- [Task] If a line in the entries contains the word "located", list it.

Saved entries:
..............................

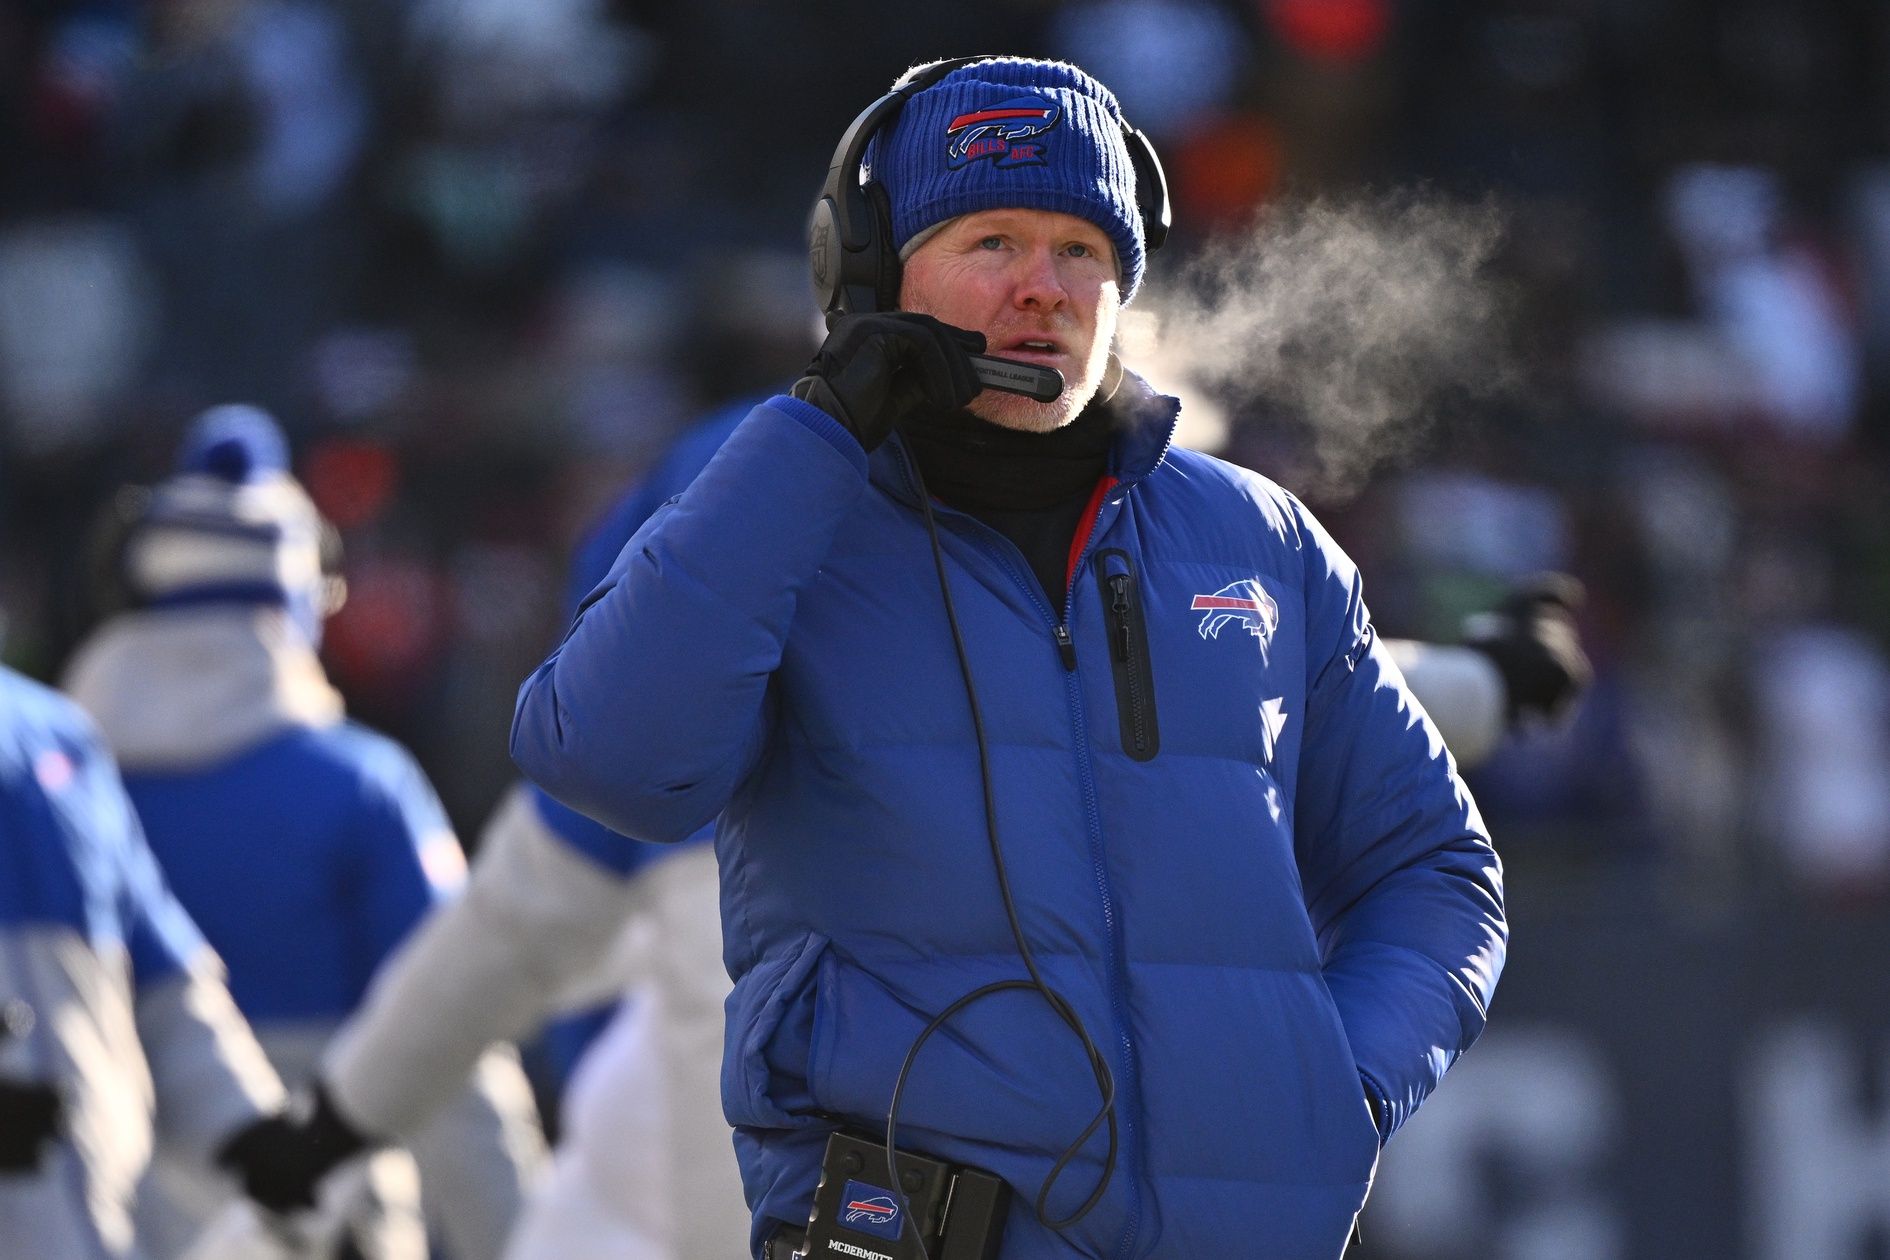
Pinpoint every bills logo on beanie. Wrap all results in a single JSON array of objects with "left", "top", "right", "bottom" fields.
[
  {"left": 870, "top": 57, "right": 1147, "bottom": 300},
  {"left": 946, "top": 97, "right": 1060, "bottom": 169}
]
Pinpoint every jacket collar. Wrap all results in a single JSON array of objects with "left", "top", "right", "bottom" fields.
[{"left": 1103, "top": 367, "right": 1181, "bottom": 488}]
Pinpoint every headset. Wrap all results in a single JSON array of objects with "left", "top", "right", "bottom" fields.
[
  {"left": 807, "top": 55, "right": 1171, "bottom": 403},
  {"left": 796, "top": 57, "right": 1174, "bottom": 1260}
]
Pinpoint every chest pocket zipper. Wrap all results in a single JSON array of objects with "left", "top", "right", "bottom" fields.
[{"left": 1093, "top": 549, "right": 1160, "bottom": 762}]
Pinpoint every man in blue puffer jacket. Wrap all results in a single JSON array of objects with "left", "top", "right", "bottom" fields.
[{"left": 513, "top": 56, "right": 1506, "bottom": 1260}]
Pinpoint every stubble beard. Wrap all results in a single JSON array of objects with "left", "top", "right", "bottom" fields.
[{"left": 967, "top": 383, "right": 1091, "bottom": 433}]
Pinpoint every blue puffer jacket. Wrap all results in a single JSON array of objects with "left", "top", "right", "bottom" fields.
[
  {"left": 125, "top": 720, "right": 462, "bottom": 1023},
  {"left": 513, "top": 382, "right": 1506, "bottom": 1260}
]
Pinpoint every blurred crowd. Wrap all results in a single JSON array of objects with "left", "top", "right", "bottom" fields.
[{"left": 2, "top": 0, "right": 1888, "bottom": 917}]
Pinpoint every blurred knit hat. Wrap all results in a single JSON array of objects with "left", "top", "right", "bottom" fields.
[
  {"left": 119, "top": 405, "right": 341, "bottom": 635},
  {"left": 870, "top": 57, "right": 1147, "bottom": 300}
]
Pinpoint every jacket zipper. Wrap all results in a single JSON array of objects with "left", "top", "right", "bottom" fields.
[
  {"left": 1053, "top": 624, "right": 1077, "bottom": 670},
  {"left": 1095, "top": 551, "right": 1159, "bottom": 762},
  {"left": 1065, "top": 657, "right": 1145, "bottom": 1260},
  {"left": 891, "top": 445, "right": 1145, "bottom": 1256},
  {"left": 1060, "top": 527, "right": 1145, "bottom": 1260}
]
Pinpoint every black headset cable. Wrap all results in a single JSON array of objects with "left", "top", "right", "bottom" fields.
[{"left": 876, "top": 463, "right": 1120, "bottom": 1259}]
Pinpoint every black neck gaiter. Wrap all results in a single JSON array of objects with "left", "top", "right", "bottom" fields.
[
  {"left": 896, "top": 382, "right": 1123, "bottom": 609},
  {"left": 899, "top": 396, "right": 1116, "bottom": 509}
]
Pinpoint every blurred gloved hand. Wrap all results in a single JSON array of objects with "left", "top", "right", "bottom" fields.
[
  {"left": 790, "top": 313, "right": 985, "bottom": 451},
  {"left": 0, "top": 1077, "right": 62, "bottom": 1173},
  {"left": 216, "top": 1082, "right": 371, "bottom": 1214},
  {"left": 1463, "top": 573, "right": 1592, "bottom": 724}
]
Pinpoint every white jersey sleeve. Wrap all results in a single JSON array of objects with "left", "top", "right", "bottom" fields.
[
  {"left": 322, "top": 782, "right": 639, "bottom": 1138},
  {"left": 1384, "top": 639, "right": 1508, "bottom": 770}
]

..............................

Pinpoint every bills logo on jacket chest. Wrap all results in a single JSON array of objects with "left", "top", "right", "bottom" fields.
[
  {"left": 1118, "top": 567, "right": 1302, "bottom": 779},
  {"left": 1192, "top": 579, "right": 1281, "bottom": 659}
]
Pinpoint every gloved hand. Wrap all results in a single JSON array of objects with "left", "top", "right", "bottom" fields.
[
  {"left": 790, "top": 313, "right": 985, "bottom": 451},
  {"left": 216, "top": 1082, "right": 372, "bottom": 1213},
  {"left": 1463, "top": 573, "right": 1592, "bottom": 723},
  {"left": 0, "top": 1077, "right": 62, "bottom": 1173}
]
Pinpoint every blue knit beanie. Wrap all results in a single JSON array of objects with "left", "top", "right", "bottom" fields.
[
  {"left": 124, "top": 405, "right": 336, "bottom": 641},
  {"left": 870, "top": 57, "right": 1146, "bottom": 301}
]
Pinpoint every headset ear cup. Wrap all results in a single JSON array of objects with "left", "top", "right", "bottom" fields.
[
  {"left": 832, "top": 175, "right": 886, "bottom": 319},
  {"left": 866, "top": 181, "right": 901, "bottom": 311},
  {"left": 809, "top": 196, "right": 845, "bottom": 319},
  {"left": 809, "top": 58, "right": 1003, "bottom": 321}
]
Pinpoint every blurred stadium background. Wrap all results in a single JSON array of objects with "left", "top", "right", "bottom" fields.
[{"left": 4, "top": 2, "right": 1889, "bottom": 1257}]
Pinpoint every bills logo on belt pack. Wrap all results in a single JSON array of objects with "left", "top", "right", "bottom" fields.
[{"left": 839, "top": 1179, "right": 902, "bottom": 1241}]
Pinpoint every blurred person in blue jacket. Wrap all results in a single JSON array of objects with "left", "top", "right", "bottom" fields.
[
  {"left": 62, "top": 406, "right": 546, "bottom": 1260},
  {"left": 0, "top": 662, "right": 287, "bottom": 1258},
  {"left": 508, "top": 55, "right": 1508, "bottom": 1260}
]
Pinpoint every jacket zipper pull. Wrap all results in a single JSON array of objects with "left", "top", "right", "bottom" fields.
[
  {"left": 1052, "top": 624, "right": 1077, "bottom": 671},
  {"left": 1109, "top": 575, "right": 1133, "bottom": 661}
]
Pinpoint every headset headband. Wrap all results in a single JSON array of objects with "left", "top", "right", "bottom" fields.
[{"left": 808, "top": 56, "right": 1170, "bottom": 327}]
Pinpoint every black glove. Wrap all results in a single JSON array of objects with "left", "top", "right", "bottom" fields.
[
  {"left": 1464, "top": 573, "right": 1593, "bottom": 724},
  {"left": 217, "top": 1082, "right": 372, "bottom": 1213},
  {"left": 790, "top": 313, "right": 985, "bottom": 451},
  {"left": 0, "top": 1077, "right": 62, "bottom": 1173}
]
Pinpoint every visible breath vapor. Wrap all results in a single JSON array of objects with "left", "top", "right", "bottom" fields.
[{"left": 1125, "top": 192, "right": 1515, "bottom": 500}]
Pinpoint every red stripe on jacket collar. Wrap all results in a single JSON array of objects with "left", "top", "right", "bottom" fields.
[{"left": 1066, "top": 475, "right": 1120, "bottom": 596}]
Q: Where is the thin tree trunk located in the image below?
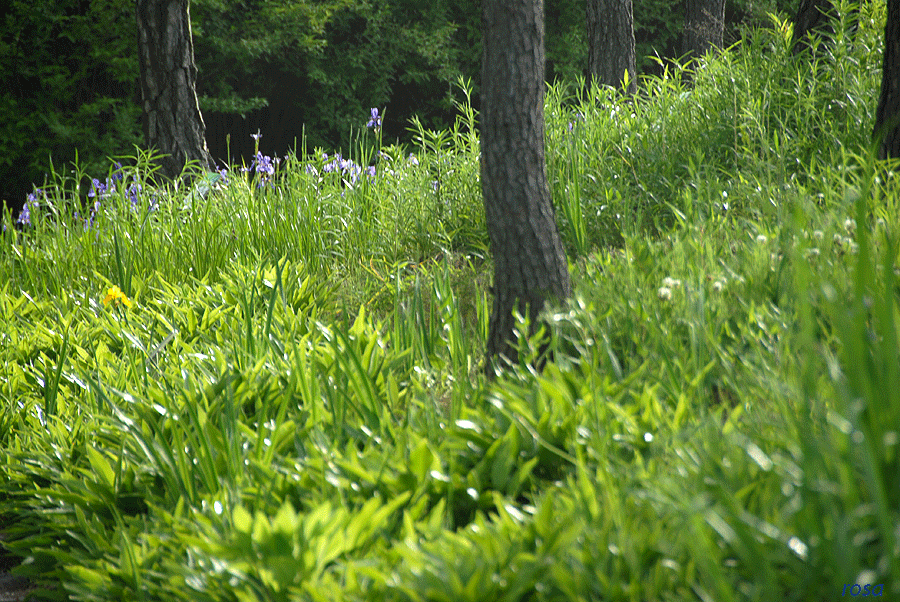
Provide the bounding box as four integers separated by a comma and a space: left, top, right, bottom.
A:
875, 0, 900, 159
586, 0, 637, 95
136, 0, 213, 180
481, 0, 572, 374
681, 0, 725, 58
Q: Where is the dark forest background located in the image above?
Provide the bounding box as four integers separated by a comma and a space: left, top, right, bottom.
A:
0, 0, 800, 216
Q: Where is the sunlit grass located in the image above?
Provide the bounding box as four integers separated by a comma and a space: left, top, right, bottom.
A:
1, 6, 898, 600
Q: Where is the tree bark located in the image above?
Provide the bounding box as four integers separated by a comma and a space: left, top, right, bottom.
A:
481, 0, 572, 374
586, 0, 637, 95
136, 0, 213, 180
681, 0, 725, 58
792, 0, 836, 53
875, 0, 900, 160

..............................

- [Output of the task]
Q: Where is the thin tree trunk located in the image below?
Q: Where is the dark forest background located in the image above?
Q: Where is the sunlit grass located in the image above?
Q: Where is the tree bark located in the image above?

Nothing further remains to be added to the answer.